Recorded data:
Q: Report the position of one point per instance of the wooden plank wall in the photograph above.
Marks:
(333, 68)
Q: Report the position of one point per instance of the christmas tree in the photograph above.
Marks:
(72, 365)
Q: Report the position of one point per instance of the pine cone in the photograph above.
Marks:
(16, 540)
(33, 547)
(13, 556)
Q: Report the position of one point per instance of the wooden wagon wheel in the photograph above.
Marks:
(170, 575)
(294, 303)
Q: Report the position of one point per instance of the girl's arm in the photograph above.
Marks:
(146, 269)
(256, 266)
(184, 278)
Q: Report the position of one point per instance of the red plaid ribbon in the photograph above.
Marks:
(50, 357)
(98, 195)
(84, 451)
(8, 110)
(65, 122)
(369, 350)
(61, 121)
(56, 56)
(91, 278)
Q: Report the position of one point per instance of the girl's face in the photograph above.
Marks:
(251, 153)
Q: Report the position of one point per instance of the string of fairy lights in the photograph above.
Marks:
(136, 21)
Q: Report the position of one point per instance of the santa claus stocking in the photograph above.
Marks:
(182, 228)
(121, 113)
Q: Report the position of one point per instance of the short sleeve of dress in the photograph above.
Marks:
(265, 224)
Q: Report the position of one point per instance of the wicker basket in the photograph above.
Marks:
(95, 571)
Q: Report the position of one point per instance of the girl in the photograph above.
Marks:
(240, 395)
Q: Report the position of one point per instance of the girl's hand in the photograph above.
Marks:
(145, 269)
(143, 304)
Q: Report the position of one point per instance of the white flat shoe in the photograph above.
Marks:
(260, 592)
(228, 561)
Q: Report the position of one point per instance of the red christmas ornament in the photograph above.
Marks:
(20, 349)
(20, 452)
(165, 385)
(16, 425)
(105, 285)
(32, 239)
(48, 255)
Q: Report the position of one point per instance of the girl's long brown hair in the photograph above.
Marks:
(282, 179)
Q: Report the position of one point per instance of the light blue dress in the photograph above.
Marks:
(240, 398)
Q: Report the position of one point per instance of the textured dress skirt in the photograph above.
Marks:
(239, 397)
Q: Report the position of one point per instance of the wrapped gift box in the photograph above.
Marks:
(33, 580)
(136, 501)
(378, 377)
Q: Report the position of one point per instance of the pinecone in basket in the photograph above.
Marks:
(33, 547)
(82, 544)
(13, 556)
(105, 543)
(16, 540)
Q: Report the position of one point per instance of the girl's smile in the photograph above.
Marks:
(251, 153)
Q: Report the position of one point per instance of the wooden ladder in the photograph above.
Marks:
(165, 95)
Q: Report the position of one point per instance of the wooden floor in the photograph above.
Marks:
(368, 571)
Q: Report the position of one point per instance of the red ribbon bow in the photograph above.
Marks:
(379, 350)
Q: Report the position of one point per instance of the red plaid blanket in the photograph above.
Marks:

*What the task requires*:
No line before the one with "floor in the photograph above." belongs in the answer; copy that line and the rest of the records exactly.

*Written answer*:
Q: Report the position of one point per instance of the wooden floor in the photograph above.
Marks:
(368, 571)
Q: Report the position of one point per instance of the red ribbon bow in the photograph above.
Marks:
(379, 350)
Q: Report the position of one point per instance of the red plaid blanket in the photograph above.
Marks:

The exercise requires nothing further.